- Records supplied
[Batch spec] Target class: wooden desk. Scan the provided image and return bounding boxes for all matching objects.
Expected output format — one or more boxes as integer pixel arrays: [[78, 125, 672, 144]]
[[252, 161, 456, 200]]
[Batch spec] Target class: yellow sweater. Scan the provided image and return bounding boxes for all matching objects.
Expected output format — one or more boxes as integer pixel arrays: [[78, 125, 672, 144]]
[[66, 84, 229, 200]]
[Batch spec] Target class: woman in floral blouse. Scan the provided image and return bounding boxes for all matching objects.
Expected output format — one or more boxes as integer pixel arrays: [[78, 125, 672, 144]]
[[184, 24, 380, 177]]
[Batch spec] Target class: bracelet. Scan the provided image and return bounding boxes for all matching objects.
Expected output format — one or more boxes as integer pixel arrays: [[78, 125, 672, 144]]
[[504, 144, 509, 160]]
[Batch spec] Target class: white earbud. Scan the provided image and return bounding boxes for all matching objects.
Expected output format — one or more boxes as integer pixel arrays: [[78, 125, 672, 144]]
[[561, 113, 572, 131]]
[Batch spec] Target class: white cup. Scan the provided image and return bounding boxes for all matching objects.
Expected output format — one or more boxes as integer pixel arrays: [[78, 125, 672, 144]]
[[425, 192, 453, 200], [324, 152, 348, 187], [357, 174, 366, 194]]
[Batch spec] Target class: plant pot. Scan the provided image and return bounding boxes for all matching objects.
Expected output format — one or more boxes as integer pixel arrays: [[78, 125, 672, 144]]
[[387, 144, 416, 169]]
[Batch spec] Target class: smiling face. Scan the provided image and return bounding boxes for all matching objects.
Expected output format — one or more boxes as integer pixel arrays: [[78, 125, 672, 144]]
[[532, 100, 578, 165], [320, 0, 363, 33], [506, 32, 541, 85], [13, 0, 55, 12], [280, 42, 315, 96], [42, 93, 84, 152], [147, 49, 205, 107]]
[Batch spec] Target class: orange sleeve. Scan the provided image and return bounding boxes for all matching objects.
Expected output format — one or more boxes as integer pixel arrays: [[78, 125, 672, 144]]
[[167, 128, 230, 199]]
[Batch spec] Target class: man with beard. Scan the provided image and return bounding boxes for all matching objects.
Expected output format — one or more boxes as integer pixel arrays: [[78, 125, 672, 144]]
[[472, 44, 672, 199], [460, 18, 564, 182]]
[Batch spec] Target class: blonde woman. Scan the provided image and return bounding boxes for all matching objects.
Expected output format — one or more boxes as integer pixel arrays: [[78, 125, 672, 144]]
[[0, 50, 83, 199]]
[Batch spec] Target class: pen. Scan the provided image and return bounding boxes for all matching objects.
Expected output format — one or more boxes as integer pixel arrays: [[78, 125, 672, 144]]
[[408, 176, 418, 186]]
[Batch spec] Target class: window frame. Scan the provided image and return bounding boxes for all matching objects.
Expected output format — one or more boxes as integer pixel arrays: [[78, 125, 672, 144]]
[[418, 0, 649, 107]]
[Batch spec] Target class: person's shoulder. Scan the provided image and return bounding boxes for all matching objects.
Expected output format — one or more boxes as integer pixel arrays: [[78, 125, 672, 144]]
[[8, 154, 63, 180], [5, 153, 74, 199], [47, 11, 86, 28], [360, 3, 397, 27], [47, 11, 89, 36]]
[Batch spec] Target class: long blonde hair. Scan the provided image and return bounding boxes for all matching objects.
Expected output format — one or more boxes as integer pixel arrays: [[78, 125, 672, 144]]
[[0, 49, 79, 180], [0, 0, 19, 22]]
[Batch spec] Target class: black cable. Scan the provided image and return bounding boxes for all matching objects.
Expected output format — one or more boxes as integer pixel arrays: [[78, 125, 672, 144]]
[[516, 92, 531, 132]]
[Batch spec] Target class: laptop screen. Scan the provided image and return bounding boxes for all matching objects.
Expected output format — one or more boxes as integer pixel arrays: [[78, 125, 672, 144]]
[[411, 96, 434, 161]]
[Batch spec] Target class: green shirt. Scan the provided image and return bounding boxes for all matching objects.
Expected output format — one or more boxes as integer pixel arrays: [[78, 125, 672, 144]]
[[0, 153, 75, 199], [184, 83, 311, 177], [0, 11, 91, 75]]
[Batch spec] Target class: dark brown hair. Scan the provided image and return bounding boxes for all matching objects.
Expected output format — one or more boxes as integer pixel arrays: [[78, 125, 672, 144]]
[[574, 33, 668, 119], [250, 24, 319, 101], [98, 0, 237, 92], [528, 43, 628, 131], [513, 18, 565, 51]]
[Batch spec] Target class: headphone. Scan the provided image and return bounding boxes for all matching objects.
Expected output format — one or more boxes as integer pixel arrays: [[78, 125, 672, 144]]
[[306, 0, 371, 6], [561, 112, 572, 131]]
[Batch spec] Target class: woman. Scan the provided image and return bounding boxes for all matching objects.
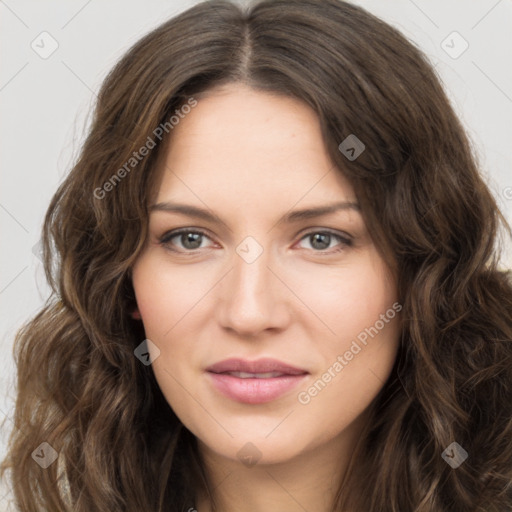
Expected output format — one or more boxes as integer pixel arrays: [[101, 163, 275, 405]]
[[4, 0, 512, 512]]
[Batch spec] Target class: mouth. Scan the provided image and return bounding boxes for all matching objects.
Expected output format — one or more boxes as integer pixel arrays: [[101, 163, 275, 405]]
[[206, 359, 309, 404]]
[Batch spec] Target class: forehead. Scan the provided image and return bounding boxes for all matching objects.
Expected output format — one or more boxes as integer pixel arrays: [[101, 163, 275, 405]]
[[152, 84, 355, 204]]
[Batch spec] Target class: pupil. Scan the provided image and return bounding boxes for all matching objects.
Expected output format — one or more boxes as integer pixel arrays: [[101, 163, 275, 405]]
[[181, 233, 202, 249], [311, 233, 331, 249]]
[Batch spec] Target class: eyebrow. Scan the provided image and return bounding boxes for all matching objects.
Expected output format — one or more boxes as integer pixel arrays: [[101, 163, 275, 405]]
[[149, 201, 361, 225]]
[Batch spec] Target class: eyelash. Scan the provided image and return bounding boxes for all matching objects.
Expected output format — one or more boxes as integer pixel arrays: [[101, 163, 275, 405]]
[[159, 228, 353, 255]]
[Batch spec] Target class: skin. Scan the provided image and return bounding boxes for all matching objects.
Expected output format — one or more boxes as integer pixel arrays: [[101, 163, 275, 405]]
[[133, 84, 399, 512]]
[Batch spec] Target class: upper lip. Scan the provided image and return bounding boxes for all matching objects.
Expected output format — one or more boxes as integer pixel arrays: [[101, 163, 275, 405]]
[[206, 358, 308, 375]]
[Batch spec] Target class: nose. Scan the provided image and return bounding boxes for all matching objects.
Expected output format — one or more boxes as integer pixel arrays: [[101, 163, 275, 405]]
[[216, 246, 290, 337]]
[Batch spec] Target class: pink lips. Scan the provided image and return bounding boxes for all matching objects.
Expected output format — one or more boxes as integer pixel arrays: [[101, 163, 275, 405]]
[[206, 359, 308, 404]]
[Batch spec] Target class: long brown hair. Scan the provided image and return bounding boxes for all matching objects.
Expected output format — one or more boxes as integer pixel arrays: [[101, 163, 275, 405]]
[[4, 0, 512, 512]]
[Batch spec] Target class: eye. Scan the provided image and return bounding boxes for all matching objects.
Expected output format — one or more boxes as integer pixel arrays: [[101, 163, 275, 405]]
[[299, 231, 352, 252], [160, 229, 215, 252]]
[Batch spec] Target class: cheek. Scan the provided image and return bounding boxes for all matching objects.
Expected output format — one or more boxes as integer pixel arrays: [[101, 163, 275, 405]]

- What you need to do
Swap "Batch spec" for "Labeling spec" everywhere it occurs in the lines above, leaving everything else unchanged. Leave the pictures out of your answer.

- Final result
[Labeling spec] Target class: wooden desk. Scan the provided image and return bounding boxes for all matching objects.
Expected output format — one or more boxes as integer pixel arrays: [[78, 125, 672, 144]]
[[252, 161, 456, 200]]
[Labeling spec] Target class: yellow sweater. Scan the provided image and return bounding boxes for all matching objects.
Expected output format — one or more boxes as integer pixel arrays: [[78, 125, 672, 144]]
[[66, 84, 229, 200]]
[Labeling spec] Target class: woman in floral blouse. Scan the provided image and return bounding boxes for all matching objects.
Expected output format — one or more boxes as integer pixel arrays: [[78, 125, 672, 144]]
[[184, 24, 380, 177]]
[Labeling spec] Target class: bracelet. Scan the provided image and return bounding boxes for all matching objects.
Expected output format — one or more boxes as integer pixel arrays: [[78, 125, 672, 144]]
[[504, 144, 509, 160]]
[Labeling spec] Target class: white earbud. Scan the provided image and return bounding boxes for all matching objects.
Expected output format — one or more boxes as integer pixel arrays: [[78, 125, 672, 144]]
[[561, 113, 572, 131]]
[Labeling spec] Target class: white cup. Scan the provided image and return bounding boxes for all matching objects.
Expected output format — one or more boxes as integer pixel arrays: [[78, 125, 672, 144]]
[[425, 192, 453, 200], [324, 152, 348, 187], [357, 174, 366, 194]]
[Labeling spec] Target class: plant pot. Scan the provided image and return bounding boxes for all matching objects.
Expected output format — one or more boxes as integer pixel arrays: [[78, 125, 672, 144]]
[[387, 144, 416, 169]]
[Labeling spec] Target class: smiling face. Scan the provided image and return bounding boxes for all matching objects.
Expected output format — one or more boxes as integer pixel arrays: [[78, 125, 672, 144]]
[[532, 100, 578, 165], [320, 0, 363, 33], [506, 32, 541, 85], [13, 0, 55, 12], [280, 42, 315, 96], [42, 93, 84, 152], [147, 49, 205, 107]]
[Labeling spec] Target class: orange sleeve. Scan the provided image and return bounding boxes for all matching objects.
Expected output format — one or more boxes as integer pixel arrays: [[78, 125, 672, 144]]
[[167, 128, 230, 199]]
[Labeling spec] Target class: man with beard. Scan the provided image and return bounding boxes for all matching objects.
Expected output format — one or more boxes as integer pixel arrays: [[78, 125, 672, 144]]
[[472, 44, 672, 199], [460, 18, 564, 182]]
[Labeling spec] Target class: blonde woman. Scan the provided image and return bounding boxes for all matching objects.
Expected output format — one or more boxes as integer pixel arrays: [[78, 125, 672, 144]]
[[0, 50, 83, 199]]
[Labeling spec] Target class: pen. Scan the provided image and return bounding boxes for all matching objects.
Expected output format — one or more boxes as integer pixel arrays: [[78, 125, 672, 144]]
[[408, 176, 418, 186]]
[Labeling spec] Target class: window frame. Scan the provided image and return bounding boxes for all matching objects.
Expected output format — one or more boxes as integer pixel arrays: [[78, 125, 672, 144]]
[[418, 0, 649, 107]]
[Labeling spec] Target class: person's shoulder. Scan the provided image and return bounding boxes for all matching objects.
Expected output format — one or more boxes as integer pixel arrays: [[78, 125, 672, 144]]
[[8, 154, 63, 180], [5, 153, 74, 199], [47, 11, 86, 28], [360, 3, 397, 27], [47, 11, 89, 36]]
[Labeling spec] Target class: long blonde hair. Scan the provided image and return bounding boxes for all matching objects.
Expected output format — one or more boxes as integer pixel arrays: [[78, 125, 672, 144]]
[[0, 49, 79, 180], [0, 0, 19, 22]]
[Labeling spec] Target class: black cable. Scan the provided image and return bounding boxes for all matching objects.
Expected output format — one or more boxes as integer pixel arrays: [[78, 125, 672, 144]]
[[516, 92, 531, 132]]
[Labeling spec] Target class: laptop screen. Scan the provided image and return bounding boxes for all matching objects.
Expected output format — one or more boxes as integer pixel arrays: [[78, 125, 672, 144]]
[[411, 96, 434, 161]]
[Labeling spec] Target class: green shirt. Scan the provided image and return bounding boxes for all matching objects.
Expected output format — one or more boxes as integer pixel arrays: [[78, 125, 672, 144]]
[[0, 153, 75, 199], [184, 83, 311, 177], [0, 11, 91, 75]]
[Labeling spec] Target class: dark brown hair. Scan the provided image and return bounding boxes for all matching objects.
Expected output format — one or more boxes as integer pixel arrays: [[78, 125, 672, 144]]
[[574, 33, 668, 119], [250, 24, 319, 101], [98, 0, 237, 92], [528, 43, 628, 131], [513, 18, 565, 51]]
[Labeling spec] Target class: headphone. Scan the provided image and return bounding boxes for all matching objects.
Expected output format — one or more boxes as integer pixel arrays: [[78, 125, 672, 144]]
[[306, 0, 371, 6], [561, 112, 572, 131]]
[Labeling spec] Target class: woman. Scan the provided image and return bounding boxes for all matching objects.
Expected output format — one or more boxes as integer pixel arrays: [[101, 163, 275, 405]]
[[4, 0, 512, 512]]
[Labeling spec] Target class: mouth. Scan the provided image and return bounding boxes for all matching objects.
Expected output format — one or more boxes as integer pixel arrays: [[101, 163, 275, 405]]
[[206, 359, 309, 404]]
[Labeling spec] Target class: forehead. Scan the provided image and return bounding boxes for all matching objects.
Expected output format — one or more boxes as integer pixel arrays: [[101, 163, 275, 405]]
[[152, 84, 355, 204]]
[Labeling spec] Target class: pupil. Scan the provided image and return bounding boxes for all matching objects.
Expected output format — one or more boxes as integer pixel arrays: [[101, 163, 275, 405]]
[[181, 233, 202, 249], [311, 233, 331, 249]]
[Labeling spec] Target class: eyebrow. Scan the provided image and return bounding boxes for all matching objects.
Expected output format — one or more boxes as integer pixel arrays: [[101, 163, 275, 405]]
[[149, 201, 361, 225]]
[Labeling spec] Target class: eyelash. Scan the provided image and return bounding boxes for all matching objects.
Expected output format — one or more boxes as integer pixel arrays: [[101, 163, 275, 405]]
[[159, 228, 353, 255]]
[Labeling spec] Target class: skin. Scan the provided image and return bounding boxes for all matching objects.
Expected output format — one or more boxes as integer pixel arrays: [[101, 163, 275, 405]]
[[133, 84, 399, 512]]
[Labeling spec] Target class: upper lip. Scan the provided image and return bounding boxes for all matching objects.
Expected output format — one or more boxes as integer pixel arrays: [[101, 163, 275, 405]]
[[206, 358, 308, 375]]
[Labeling spec] Target class: nose. Scan the provided image and return bounding boxes for all matching objects.
Expected output format — one or more boxes as integer pixel arrays: [[101, 163, 275, 405]]
[[216, 246, 290, 337]]
[Labeling spec] Target class: pink lips. Scan the provided image and return bounding boxes for all matching objects.
Expected output format — one or more boxes as integer pixel arrays: [[101, 163, 275, 405]]
[[206, 359, 308, 404]]
[Labeling spec] Target class: long brown hair. Scan the provided image and return bounding boxes for all matching objects.
Expected output format — one or more boxes as integer pixel arrays: [[101, 163, 275, 405]]
[[4, 0, 512, 512]]
[Labeling spec] Target class: eye. Scan the provided image and return bounding boxes for all matching objects.
Expected output format — one or more boxes as integer pixel arrays: [[101, 163, 275, 405]]
[[299, 231, 352, 252], [160, 229, 215, 252]]
[Labeling spec] Target class: cheek. Scan the provided image and return bounding boxes for all matching objects.
Expected output format — one or more boxes as integer pixel arrays: [[101, 163, 275, 405]]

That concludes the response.